> **Exercise requirements**
Show every line of the records below that contains the word "cabin".

> **Exercise input**
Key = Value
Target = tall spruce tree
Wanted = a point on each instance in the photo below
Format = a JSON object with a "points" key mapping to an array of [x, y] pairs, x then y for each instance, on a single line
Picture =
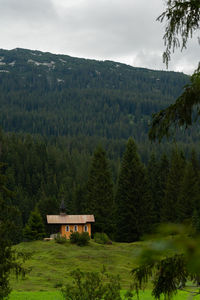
{"points": [[100, 193], [34, 229], [189, 197], [155, 188], [133, 213], [9, 259], [163, 172], [170, 209]]}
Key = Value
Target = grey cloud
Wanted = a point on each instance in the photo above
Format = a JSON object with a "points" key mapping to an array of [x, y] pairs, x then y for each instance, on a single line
{"points": [[121, 30]]}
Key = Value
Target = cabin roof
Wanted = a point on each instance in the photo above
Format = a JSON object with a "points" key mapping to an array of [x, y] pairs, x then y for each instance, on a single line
{"points": [[70, 219]]}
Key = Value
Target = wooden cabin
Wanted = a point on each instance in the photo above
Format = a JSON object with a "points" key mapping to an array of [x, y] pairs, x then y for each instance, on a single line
{"points": [[71, 223]]}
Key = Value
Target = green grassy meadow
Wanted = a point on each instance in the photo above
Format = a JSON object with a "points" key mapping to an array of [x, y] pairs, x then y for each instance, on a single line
{"points": [[51, 264]]}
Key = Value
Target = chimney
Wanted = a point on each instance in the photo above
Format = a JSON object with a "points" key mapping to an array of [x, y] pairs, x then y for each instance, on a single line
{"points": [[62, 208]]}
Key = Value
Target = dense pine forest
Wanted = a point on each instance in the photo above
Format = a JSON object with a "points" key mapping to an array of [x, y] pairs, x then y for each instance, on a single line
{"points": [[76, 130]]}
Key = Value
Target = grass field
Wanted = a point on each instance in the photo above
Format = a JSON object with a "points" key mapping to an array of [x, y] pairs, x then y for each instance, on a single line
{"points": [[58, 296], [51, 264]]}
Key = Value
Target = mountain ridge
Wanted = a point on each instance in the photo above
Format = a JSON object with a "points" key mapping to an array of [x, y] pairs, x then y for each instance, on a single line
{"points": [[55, 94]]}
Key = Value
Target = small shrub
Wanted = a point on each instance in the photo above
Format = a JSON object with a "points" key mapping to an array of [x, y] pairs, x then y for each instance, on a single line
{"points": [[74, 237], [60, 239], [102, 238], [58, 284], [80, 239], [92, 285]]}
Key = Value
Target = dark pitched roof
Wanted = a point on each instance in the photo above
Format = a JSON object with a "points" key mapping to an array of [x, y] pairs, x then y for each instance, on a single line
{"points": [[70, 219]]}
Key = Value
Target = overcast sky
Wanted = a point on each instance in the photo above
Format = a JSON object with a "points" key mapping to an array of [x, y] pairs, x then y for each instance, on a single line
{"points": [[120, 30]]}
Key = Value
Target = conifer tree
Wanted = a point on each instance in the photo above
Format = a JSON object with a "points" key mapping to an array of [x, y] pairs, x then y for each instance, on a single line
{"points": [[134, 211], [34, 229], [189, 197], [154, 180], [163, 172], [100, 193], [170, 210]]}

> **Correct answer**
Target = cabin roof
Target = wooden cabin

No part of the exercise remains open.